• Information given:
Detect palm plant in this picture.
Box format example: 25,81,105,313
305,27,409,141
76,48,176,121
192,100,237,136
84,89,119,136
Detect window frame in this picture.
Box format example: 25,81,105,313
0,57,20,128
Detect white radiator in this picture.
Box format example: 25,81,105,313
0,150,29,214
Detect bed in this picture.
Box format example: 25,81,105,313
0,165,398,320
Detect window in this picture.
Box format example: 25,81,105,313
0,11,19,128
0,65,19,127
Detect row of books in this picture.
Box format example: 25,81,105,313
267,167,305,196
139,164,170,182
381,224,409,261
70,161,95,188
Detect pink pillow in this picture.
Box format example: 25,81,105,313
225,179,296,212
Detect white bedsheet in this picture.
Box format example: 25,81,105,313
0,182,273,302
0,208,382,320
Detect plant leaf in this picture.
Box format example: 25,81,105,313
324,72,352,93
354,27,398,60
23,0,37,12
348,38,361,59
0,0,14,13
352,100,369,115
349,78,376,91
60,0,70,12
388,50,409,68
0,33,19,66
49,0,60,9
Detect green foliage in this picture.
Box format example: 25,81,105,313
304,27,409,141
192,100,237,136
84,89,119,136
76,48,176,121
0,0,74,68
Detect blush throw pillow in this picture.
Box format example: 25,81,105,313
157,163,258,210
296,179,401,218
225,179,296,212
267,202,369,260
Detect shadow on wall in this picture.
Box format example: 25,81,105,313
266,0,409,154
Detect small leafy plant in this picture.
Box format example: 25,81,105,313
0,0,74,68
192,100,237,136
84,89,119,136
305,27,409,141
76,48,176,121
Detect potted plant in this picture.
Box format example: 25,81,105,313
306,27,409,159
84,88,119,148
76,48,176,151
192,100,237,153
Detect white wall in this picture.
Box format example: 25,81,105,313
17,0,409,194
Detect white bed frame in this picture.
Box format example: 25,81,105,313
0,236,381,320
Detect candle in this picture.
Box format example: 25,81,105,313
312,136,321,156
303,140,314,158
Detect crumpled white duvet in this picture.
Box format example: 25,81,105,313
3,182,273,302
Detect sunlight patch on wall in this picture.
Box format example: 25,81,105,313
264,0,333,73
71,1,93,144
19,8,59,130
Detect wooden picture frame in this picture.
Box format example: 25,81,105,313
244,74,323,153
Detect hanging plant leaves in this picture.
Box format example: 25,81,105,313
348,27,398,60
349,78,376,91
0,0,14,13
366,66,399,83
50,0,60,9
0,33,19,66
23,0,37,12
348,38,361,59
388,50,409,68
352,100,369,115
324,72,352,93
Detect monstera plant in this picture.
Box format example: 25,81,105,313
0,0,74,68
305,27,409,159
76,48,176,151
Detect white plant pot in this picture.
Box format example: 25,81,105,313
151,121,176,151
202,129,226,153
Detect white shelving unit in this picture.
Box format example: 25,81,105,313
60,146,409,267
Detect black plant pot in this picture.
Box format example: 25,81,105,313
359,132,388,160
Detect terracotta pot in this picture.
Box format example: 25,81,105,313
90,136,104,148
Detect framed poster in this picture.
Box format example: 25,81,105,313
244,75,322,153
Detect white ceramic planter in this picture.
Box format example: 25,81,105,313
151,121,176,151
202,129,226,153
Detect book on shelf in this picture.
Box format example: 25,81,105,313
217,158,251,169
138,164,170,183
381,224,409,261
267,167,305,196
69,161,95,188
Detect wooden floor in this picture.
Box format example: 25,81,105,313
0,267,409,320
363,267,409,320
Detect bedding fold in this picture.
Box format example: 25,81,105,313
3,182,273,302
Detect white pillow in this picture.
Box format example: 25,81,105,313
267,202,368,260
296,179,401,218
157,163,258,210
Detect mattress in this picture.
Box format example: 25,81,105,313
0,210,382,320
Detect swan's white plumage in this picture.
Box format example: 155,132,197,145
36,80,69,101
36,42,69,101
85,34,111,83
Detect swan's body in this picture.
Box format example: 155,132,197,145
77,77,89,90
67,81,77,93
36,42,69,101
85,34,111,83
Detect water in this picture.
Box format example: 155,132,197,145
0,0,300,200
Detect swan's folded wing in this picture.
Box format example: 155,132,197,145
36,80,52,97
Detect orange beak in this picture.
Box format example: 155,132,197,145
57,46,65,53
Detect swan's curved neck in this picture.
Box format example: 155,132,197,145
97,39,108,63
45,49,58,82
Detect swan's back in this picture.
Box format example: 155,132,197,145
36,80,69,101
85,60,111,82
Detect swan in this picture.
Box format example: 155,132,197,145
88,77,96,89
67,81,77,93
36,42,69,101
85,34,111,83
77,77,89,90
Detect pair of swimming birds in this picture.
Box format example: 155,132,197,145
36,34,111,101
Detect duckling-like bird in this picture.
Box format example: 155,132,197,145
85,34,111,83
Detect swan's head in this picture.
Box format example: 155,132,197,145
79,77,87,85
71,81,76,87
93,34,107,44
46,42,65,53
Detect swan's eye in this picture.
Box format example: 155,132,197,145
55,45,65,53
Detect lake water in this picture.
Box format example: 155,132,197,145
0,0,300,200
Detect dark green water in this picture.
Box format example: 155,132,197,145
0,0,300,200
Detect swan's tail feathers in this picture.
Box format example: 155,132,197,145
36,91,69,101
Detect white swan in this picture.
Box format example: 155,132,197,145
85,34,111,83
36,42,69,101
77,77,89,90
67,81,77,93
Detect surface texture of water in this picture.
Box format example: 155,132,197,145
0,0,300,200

• The request: Swap "Detect" for "Locate" in every one of the entries above and write them all out again, changing nothing else.

• Output:
Locate palm plant in this picture.
Box format example: 25,81,105,313
305,27,409,141
76,48,176,121
192,100,237,136
84,89,119,136
Locate window frame in this picture.
Box format example: 25,81,105,313
0,57,20,128
Locate white radiator in this picture.
Box format example: 25,81,105,313
0,150,29,214
Locate bed in this picture.
Box format example: 25,81,105,313
0,165,398,320
Locate window in this picture.
Box format example: 25,81,105,313
0,11,19,128
0,65,19,127
Locate row of books in this picture.
Box format example: 25,81,105,313
267,167,305,196
139,164,170,182
381,224,409,261
70,161,95,188
Locate pink pillow in this picture.
Box format example: 25,81,105,313
225,179,296,212
Locate white bedsheet in this picture.
Box format example: 25,81,105,313
0,182,273,302
0,208,382,320
Locate plant leaf in this picture.
Box format example: 25,81,105,313
324,72,352,93
354,27,398,60
23,0,37,12
348,38,361,59
0,0,14,13
352,100,369,115
349,78,376,91
60,0,70,12
388,50,409,68
0,33,19,66
49,0,60,9
Locate green foliage in this picture.
Box format example: 25,81,105,313
304,27,409,141
192,100,237,136
84,89,119,136
76,48,176,121
0,0,74,68
Locate blush throw pillow in this picture.
Box format example: 25,81,105,313
157,163,258,210
296,179,401,218
225,179,296,212
267,202,369,260
Locate shadow on wall in this picture.
Box format example: 25,81,105,313
266,0,409,154
Locate small leafy plant in this picture.
Box format example: 25,81,105,313
0,0,74,68
192,100,237,136
84,89,119,136
305,27,409,141
76,48,176,121
Locate potted plant in this picture.
Box format example: 25,81,105,313
306,27,409,159
84,88,119,148
76,48,176,151
192,100,237,153
Locate white wall in this picture.
Box format example: 25,81,105,313
17,0,409,194
Locate white bed frame in this picture.
Box format example: 25,81,105,313
0,236,381,320
Locate candle in this picture.
Box format example: 25,81,105,313
312,136,321,156
303,140,314,158
Locate crumpled white duvet in this picture.
Box format example: 25,81,105,313
3,182,273,302
Locate sunlight patch on wall in this picture.
Box format example: 25,81,105,313
264,0,333,73
71,1,93,144
19,8,59,130
Locate wooden picture frame in this picture.
Box format example: 25,81,105,313
244,74,323,153
Locate hanging plant leaves in this picture.
Box format example: 25,81,105,313
348,27,398,60
349,78,376,91
0,0,14,13
366,66,399,83
50,0,60,9
0,33,19,66
23,0,37,12
348,38,361,59
388,50,409,68
352,100,369,115
324,72,352,93
Locate monstera plant in this picture.
Box format example: 25,81,105,313
0,0,74,68
305,27,409,159
76,48,176,151
Locate white plant pot in this picture.
Box format example: 25,81,105,313
151,121,176,151
202,129,226,153
Locate white shelving unit in this picture.
Box format example: 25,81,105,313
60,146,409,267
Locate black plant pot in this picture.
Box format example: 25,81,105,313
359,132,388,160
Locate terracotta pot in this picture.
Box format example: 25,81,105,313
90,136,104,148
Locate framed poster in this picture.
Box format example: 25,81,105,313
244,75,322,153
Locate white ceramic planter in this picture.
Box format example: 25,81,105,313
151,121,176,151
202,129,226,153
Locate book on shelf in this picture.
Box format example: 25,81,105,313
217,158,251,169
138,164,170,183
381,224,409,261
267,167,305,196
69,161,95,188
Locate wooden floor in this picture.
Box format example: 25,81,105,313
0,267,409,320
363,267,409,320
Locate bedding fold in this picture.
Box format example: 25,81,105,313
3,182,273,302
Locate white pillow in this picture.
Box format example: 25,81,105,313
267,202,368,260
296,179,401,218
157,163,258,210
Locate mattress in this picture.
Box format example: 25,81,105,313
0,210,382,320
Locate swan's white plumage in this picture.
Box format example: 155,132,197,145
36,80,69,101
36,42,69,101
85,34,111,83
Locate swan's body in this picture.
Box format example: 155,132,197,145
77,77,89,90
67,81,77,93
36,42,69,101
85,34,111,83
Locate water in this picture.
Box format example: 155,132,197,145
0,0,300,200
Locate swan's folded wing in this picture.
Box format example: 155,132,197,145
36,80,52,97
Locate orange beak in this picture.
Box format example: 155,132,197,145
57,46,65,53
Locate swan's curved neck in this picture.
Box format example: 155,132,197,145
97,39,108,63
45,49,58,82
Locate swan's back in this picture.
Box format example: 155,132,197,145
36,80,69,101
85,60,111,82
Locate swan in this picture.
Box format example: 155,132,197,145
88,77,96,89
67,81,77,93
36,42,69,101
85,34,111,83
77,77,89,90
Locate pair of swimming birds in this picture.
Box format example: 155,132,197,145
36,34,111,101
Locate duckling-like bird in this picture.
Box format example: 155,132,197,145
85,34,111,83
Locate swan's head in this picture.
Box format example: 155,132,197,145
79,77,87,85
71,81,76,87
93,34,107,44
46,42,65,53
Locate swan's eye in this picture.
Box format example: 155,132,197,145
55,45,65,53
Locate lake water in this picture.
Box format example: 155,132,197,145
0,0,300,200
Locate dark green water in this picture.
Box format example: 155,132,197,145
0,0,300,200
Locate swan's tail feathers in this picture.
Box format example: 155,132,197,145
36,91,69,101
Locate white swan in this picture.
Box format example: 155,132,197,145
85,34,111,83
36,42,69,101
77,77,89,90
67,81,77,93
Locate surface texture of water in this picture.
Box format example: 155,132,197,145
0,0,300,200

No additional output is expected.